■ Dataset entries

============

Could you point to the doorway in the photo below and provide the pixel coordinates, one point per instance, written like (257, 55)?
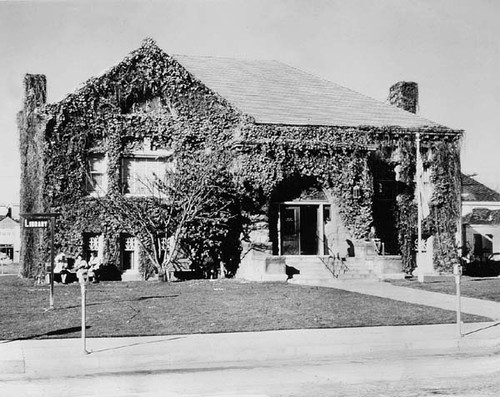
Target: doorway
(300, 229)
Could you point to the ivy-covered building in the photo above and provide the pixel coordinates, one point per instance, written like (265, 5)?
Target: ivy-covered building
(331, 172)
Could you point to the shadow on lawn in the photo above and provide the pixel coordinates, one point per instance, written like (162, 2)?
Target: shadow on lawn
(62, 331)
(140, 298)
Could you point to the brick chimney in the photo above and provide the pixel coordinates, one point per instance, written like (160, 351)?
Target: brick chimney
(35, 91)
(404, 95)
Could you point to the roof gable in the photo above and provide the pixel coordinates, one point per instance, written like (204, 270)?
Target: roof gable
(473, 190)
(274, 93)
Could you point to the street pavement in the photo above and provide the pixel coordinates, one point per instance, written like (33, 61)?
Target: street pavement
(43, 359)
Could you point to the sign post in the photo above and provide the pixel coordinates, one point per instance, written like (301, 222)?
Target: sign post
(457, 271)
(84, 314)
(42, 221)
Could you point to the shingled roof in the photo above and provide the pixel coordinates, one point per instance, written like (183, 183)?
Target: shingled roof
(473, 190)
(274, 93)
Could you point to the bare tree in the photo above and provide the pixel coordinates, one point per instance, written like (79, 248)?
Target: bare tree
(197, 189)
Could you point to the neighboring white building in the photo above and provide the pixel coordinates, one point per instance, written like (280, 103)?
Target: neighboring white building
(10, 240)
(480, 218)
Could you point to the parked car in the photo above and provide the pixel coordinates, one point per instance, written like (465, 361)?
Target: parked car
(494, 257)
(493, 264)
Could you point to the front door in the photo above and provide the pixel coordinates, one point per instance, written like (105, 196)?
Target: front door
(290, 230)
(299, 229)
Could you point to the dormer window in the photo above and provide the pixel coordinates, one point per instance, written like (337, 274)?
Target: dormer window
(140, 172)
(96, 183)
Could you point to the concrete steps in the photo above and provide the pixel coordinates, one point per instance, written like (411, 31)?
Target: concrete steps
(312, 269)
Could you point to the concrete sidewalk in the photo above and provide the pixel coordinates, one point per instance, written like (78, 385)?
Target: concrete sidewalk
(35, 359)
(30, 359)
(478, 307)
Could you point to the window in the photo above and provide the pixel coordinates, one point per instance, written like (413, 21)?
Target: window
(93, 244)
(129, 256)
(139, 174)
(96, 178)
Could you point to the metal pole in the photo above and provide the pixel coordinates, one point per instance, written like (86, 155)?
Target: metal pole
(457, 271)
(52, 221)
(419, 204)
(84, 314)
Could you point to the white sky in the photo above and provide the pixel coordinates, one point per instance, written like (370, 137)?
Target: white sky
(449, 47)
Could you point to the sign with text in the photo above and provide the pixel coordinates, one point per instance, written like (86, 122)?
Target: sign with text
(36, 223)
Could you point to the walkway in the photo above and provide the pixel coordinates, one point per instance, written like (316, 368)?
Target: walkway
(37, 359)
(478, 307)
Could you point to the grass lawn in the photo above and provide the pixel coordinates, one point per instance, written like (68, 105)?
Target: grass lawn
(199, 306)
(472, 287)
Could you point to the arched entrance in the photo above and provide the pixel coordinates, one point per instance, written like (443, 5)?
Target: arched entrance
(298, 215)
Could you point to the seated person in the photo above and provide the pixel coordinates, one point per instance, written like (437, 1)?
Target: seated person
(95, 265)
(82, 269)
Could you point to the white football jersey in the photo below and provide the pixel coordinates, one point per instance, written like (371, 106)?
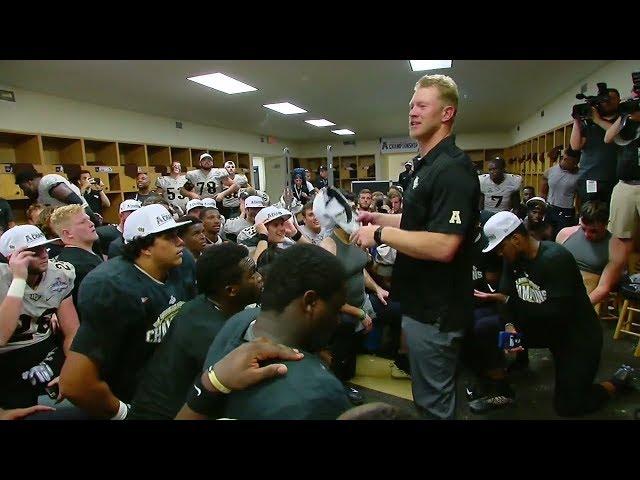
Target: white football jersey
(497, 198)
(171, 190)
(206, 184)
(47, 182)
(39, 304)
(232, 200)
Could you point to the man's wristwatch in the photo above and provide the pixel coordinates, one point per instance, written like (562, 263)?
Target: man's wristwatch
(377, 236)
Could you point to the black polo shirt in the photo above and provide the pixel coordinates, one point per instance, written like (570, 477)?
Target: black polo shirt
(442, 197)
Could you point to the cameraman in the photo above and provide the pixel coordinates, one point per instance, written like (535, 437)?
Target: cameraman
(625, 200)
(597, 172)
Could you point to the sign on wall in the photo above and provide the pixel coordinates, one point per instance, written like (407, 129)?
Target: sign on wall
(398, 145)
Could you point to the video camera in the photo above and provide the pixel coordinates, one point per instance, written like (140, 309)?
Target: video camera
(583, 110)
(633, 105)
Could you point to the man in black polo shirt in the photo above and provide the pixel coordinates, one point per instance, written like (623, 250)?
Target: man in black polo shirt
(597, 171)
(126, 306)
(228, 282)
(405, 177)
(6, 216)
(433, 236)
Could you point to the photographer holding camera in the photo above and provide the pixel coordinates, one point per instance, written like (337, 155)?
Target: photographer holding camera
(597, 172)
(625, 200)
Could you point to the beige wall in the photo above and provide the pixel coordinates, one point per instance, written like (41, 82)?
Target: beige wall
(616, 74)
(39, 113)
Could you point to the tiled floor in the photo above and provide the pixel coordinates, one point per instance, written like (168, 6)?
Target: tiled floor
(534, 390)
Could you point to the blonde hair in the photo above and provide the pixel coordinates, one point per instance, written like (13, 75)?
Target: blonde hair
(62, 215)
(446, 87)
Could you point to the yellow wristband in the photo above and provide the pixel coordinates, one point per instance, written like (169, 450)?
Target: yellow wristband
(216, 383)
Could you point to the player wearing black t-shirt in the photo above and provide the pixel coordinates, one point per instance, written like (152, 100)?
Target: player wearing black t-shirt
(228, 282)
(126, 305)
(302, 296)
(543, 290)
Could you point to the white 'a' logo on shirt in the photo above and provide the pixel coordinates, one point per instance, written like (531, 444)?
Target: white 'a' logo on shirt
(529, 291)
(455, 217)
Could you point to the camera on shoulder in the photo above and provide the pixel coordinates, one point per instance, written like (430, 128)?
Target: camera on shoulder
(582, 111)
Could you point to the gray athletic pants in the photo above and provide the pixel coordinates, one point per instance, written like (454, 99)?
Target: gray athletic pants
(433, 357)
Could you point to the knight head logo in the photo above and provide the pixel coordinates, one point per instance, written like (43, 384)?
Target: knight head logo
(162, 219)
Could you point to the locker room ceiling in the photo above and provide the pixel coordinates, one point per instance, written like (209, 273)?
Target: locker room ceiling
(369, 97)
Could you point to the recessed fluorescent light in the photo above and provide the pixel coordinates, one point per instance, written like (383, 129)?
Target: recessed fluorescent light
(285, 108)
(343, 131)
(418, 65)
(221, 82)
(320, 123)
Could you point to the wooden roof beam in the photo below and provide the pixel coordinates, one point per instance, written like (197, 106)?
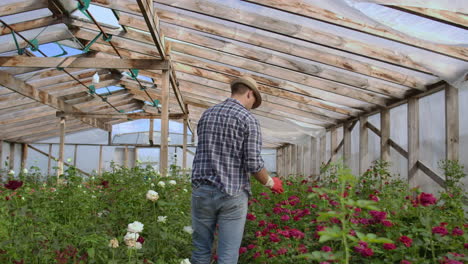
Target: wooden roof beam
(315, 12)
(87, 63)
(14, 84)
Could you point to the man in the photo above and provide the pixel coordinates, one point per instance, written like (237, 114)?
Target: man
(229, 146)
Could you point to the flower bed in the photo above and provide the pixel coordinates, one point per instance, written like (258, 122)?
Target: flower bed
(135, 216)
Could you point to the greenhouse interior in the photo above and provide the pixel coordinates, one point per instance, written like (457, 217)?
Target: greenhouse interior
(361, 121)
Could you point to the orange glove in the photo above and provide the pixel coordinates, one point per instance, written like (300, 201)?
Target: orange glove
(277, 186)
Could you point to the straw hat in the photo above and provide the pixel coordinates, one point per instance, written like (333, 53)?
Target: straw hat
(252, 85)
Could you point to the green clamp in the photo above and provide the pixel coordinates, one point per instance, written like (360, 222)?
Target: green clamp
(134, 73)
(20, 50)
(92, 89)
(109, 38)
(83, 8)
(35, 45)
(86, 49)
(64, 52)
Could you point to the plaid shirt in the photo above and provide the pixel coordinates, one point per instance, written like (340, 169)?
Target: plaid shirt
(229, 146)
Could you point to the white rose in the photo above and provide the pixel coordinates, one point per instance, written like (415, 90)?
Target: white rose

============

■ Prompt
Each line above from the one with "Could you point to the window" up to and including the one with "Could you point to the metal" must be set down exactly, and no line outside that span may appear.

■ Finished task
Could you point to the window in the photo above and provide the pixel coordinates, one point per instance, written like (413, 21)?
Target: window
(93, 244)
(129, 256)
(139, 174)
(96, 178)
Could you point to the metal pole in the photo above and provide the pixel coordinates, one point per instance, written like (86, 155)?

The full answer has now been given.